--- start of PASSAGE TO READ ---

Visual Arts Pedagogy in India – Past and Present

Part – 2: Towards New Narratives     

Pl.1. Government College of Fine Arts or Madras School of Arts (erstwhile) at Egmore, Chennai.

“The highest education is that which does not give us information but makes our life in harmony with all existence.”

– Rabindranath Tagore

The mid-19th century in India saw initiation of Visual Arts as a curriculum in academia, prompted by establishment of colonial settlements and an urgency to fulfill aesthetic necessities of the British administrators. Author Jogesh Chandra Bagal (Ref.4) mentions “there was also no clear distinction in India between the fine arts and crafts and the fine arts and mechanical arts.” Around 1839 a Mechanics Institute was founded at Calcutta, funded by local industrialists, aimed at providing technical training to young working men. Lack of funding caused it to shut down but the objective of interrelating Fine Arts with Industrial Arts was accomplished by Alexander Hunter when he established the Madras School of Art in 1850. The industrial arts section of the school was shaped in the module of the Government School of Design in Britain. In 1852 the school was overtaken by the British government and renamed as Government School of Industrial Arts.

--- end of PASSAGE TO READ ---
--- start of DATA ENTRIES ---

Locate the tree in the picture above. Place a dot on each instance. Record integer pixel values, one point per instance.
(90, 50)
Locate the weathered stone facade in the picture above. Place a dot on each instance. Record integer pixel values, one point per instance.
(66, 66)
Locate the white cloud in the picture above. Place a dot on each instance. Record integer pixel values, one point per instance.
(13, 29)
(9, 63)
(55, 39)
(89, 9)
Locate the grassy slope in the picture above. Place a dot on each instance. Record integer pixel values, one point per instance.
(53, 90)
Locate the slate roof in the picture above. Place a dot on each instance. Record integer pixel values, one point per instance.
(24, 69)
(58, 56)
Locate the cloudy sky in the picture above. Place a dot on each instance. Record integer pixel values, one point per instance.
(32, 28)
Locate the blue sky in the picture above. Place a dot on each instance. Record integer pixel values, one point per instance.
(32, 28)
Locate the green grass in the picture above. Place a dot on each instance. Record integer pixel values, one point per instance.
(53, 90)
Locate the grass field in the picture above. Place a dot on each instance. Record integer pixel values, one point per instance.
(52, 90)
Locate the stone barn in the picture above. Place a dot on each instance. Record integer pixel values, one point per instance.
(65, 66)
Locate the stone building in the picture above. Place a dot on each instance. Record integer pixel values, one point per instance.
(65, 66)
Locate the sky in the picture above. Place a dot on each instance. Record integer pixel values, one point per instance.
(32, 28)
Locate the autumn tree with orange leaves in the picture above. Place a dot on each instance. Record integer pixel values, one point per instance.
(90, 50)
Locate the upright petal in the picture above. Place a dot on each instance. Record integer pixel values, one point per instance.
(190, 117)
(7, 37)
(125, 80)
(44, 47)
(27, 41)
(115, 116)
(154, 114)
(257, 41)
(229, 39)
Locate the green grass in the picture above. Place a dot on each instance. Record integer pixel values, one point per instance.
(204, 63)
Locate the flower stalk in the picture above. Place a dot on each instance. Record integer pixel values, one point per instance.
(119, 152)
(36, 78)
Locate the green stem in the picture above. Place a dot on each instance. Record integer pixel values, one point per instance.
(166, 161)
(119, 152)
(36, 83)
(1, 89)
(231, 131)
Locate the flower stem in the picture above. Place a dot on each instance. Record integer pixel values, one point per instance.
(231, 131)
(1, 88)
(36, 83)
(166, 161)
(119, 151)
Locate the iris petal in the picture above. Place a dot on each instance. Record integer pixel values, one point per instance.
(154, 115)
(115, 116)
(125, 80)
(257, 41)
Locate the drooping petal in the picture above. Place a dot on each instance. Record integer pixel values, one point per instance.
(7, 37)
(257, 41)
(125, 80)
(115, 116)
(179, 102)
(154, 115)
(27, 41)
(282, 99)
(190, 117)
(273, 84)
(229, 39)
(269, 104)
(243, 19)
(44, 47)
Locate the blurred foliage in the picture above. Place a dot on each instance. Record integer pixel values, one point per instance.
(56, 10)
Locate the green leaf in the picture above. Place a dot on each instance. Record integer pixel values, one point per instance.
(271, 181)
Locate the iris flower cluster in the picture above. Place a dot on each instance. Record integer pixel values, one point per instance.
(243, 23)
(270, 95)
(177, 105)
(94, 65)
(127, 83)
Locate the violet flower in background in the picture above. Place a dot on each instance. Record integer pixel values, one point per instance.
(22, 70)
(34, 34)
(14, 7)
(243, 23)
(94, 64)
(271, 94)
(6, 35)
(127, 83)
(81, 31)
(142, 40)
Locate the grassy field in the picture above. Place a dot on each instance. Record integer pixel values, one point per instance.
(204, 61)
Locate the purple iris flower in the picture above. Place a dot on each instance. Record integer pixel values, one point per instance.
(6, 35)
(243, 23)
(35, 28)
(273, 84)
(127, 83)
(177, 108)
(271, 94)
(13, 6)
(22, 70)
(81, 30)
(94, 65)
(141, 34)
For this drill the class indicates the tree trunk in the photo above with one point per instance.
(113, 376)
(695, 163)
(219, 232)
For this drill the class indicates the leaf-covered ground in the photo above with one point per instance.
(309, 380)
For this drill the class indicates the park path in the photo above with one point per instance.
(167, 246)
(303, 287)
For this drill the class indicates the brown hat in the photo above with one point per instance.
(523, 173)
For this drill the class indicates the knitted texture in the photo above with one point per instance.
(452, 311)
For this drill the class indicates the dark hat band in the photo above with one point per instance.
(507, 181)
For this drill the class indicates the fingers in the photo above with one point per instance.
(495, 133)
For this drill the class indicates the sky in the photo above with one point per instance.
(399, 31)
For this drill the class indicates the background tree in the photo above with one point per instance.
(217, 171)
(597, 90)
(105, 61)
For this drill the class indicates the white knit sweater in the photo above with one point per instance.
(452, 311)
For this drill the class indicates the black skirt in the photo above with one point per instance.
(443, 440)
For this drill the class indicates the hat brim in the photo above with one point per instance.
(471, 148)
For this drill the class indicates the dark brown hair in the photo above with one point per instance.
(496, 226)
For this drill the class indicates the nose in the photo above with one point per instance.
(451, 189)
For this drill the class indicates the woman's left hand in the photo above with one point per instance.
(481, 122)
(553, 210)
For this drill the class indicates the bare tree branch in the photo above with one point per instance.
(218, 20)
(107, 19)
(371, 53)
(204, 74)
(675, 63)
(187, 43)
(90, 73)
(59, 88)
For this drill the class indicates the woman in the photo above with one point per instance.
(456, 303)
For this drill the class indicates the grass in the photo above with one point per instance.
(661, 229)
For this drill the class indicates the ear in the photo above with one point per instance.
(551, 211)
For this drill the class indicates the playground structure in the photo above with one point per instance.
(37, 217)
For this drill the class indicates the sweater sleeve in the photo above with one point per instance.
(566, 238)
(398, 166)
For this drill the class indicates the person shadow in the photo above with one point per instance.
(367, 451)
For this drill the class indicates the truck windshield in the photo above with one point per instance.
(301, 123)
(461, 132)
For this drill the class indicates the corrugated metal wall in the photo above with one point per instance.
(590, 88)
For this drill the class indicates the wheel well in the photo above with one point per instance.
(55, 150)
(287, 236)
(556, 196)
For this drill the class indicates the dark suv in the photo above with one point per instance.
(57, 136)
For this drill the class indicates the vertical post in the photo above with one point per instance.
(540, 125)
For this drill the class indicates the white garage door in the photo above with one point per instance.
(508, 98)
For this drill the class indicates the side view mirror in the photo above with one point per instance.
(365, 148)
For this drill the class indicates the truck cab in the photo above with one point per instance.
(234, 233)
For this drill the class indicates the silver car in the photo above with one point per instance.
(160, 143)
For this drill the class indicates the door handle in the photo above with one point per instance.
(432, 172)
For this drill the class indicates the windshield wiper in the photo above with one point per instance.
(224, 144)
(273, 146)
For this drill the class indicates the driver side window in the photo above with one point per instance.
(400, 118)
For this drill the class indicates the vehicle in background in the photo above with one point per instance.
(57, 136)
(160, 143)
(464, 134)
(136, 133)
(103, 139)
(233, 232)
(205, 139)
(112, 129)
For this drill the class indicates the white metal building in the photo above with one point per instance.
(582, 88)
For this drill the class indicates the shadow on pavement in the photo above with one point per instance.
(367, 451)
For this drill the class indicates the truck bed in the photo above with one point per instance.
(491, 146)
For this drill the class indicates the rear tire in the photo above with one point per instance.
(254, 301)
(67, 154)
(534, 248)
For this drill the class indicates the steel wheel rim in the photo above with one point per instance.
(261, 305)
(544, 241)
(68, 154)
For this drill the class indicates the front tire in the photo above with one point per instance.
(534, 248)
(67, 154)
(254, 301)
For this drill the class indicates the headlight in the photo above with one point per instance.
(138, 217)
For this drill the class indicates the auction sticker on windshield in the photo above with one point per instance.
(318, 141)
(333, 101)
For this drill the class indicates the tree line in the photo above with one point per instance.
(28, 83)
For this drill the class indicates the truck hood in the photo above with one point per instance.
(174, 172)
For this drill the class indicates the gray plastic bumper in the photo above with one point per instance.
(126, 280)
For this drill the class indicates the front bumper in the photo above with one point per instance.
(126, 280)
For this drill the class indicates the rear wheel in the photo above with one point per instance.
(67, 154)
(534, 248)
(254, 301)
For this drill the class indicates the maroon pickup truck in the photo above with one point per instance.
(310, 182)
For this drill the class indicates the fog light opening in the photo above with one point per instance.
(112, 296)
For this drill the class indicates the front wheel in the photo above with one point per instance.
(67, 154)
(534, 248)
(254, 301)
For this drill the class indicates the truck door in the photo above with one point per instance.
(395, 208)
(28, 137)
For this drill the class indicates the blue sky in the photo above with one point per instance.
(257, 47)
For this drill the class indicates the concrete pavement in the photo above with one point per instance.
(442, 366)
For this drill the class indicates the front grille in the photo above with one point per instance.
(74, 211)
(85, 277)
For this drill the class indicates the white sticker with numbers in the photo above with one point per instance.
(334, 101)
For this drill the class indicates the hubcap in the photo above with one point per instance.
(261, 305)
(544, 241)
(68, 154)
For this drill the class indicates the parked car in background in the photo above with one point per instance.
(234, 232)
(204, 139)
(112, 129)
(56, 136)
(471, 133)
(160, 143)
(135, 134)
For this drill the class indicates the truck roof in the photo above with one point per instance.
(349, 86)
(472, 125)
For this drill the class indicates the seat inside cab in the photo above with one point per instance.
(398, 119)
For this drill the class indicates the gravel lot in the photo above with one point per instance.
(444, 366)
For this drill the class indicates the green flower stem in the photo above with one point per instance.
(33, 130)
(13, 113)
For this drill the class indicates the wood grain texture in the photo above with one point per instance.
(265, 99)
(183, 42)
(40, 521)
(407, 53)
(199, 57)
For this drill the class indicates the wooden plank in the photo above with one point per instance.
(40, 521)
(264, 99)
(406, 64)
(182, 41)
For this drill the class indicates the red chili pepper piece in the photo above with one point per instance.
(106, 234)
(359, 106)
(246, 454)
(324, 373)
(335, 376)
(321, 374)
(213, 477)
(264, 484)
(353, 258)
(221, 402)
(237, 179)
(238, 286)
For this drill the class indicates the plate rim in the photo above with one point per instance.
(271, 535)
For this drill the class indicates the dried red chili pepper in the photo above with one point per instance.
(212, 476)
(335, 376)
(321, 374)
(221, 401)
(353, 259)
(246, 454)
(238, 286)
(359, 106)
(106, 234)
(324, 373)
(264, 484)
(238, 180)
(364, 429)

--- end of DATA ENTRIES ---

→ **DIRECTION**:
Answer these questions from the passage on visual arts pedagogy in India, numbering each answer to match its question.
1. Who established the Madras School of Art, and in what year?
2. In which city was a Mechanics Institute founded around 1839?
3. What was the school renamed after the British government took it over in 1852?

→ **EXERCISE SOLUTION**:
1. Alexander Hunter, in 1850.
2. Calcutta.
3. Government School of Industrial Arts.